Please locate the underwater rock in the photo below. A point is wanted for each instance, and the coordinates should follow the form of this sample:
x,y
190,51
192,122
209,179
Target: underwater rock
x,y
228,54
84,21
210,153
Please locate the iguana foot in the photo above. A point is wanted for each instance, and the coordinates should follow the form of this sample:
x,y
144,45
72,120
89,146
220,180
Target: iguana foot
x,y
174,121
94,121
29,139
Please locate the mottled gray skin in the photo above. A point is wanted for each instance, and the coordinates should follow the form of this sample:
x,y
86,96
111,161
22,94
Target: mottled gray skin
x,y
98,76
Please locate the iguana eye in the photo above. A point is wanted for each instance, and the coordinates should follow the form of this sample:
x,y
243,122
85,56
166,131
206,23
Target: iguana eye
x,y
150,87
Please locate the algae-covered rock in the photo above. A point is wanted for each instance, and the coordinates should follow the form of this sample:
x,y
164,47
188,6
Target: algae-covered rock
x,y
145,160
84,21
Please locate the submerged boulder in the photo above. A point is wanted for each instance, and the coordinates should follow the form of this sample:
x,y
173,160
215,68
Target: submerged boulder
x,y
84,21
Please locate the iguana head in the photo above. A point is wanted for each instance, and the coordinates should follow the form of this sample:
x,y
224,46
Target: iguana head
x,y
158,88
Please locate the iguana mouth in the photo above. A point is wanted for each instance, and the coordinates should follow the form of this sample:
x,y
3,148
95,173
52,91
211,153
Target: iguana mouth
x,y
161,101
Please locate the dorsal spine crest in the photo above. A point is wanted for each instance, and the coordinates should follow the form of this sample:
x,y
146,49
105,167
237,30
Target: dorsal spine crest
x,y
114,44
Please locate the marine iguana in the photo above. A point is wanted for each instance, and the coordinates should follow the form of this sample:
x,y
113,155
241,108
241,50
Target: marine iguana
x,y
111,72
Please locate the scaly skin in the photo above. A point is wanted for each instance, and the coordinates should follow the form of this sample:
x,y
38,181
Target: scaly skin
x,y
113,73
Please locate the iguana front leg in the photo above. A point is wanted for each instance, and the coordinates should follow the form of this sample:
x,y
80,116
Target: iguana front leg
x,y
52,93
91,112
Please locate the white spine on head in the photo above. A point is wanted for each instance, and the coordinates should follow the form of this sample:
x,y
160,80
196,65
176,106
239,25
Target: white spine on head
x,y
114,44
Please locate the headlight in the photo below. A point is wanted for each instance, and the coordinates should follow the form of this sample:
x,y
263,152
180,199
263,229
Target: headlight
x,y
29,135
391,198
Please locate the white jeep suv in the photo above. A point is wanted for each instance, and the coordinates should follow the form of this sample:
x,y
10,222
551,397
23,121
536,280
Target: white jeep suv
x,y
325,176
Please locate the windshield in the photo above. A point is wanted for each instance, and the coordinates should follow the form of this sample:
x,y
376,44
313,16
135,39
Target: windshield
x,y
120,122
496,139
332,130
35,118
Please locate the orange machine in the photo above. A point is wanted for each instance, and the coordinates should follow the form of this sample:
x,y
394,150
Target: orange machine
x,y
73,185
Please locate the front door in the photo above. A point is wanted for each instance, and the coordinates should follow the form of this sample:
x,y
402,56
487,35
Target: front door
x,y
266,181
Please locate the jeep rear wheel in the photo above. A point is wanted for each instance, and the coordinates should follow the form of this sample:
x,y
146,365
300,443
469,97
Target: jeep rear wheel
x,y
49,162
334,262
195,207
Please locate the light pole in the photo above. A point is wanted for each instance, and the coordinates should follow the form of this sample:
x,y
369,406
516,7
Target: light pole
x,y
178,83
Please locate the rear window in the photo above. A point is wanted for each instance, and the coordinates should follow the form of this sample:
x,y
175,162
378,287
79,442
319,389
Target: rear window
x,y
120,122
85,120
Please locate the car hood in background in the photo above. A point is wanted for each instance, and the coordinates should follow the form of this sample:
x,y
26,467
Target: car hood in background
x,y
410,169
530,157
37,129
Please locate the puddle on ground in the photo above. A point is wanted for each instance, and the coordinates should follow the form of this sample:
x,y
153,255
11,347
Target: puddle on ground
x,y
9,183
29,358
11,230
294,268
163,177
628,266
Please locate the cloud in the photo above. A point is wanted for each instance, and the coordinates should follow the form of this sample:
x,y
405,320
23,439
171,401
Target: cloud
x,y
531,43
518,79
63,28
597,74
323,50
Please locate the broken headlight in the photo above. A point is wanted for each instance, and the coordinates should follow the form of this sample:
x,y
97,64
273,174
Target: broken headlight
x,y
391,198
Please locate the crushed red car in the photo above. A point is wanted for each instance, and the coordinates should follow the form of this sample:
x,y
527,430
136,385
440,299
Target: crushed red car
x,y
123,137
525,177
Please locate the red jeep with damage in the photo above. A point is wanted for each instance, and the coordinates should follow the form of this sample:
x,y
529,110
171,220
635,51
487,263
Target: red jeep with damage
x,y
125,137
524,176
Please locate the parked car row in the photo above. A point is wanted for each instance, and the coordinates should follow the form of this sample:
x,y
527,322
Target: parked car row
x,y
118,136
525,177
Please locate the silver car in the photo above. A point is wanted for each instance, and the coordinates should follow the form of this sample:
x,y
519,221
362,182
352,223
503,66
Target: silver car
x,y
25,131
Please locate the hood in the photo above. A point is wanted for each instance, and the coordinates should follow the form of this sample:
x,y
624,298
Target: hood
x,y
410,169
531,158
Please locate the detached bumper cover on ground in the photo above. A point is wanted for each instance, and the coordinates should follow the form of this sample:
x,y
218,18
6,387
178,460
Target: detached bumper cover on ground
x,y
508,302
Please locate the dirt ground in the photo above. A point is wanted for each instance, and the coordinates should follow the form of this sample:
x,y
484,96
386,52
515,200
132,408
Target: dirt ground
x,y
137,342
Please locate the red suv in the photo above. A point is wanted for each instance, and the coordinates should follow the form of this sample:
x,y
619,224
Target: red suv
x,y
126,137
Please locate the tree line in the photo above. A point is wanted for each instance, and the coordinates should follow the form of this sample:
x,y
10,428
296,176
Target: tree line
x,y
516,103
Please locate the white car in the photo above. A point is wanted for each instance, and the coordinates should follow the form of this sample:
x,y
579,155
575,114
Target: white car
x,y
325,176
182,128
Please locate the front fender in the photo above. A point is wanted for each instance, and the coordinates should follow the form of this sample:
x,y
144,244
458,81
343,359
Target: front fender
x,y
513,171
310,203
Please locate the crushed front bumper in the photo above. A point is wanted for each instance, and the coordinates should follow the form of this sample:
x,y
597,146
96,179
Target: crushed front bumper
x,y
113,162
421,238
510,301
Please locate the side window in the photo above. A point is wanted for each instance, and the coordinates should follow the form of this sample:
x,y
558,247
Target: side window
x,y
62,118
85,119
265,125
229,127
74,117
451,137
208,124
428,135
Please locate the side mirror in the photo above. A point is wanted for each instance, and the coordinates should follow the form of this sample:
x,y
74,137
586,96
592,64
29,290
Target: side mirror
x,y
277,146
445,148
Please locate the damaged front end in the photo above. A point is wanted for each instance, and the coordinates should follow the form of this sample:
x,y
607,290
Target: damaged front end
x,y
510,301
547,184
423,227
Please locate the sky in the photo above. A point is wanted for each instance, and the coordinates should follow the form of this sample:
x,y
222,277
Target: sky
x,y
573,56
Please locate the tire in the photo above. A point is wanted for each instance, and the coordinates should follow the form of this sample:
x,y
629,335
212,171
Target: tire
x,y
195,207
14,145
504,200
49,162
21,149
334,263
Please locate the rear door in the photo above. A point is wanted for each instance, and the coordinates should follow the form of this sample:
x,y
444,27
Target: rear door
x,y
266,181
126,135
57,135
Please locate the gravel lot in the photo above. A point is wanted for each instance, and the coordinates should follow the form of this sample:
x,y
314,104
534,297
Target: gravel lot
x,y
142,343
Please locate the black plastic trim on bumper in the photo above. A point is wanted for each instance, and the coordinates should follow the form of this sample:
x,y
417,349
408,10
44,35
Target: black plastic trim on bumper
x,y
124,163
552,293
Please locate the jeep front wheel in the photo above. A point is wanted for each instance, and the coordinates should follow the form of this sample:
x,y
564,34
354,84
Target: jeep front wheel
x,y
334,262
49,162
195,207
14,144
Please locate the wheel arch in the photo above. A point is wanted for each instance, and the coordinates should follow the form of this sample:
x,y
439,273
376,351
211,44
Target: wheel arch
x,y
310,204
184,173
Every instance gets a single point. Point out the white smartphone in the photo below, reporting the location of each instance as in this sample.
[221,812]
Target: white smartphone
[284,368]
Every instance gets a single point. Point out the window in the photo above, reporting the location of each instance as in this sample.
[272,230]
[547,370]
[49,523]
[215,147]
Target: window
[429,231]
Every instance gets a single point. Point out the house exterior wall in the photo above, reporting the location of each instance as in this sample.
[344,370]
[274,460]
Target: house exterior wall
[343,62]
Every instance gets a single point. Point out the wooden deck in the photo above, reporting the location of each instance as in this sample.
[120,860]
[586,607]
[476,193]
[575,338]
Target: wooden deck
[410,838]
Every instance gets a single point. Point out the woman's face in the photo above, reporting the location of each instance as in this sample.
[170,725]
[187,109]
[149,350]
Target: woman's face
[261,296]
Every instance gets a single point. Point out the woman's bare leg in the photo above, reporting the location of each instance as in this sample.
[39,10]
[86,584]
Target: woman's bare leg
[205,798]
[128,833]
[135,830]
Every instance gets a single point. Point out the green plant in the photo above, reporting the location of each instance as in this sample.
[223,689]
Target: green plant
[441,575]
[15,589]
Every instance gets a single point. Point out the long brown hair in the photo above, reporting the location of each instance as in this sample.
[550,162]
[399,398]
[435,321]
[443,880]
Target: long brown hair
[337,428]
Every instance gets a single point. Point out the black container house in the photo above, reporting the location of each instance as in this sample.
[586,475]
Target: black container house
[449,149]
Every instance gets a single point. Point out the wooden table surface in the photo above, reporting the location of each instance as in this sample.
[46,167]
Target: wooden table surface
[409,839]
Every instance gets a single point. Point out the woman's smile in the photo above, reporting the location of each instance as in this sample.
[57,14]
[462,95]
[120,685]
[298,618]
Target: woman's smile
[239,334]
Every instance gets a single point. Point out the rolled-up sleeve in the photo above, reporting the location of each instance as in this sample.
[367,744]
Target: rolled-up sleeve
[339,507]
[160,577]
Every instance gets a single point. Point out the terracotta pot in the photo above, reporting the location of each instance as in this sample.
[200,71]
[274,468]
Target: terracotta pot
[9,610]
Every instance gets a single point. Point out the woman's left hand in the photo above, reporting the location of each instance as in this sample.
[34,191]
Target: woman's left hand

» **Exercise**
Count up every line above that has the word "left" in it; answer with the number alone.

» **Task response**
2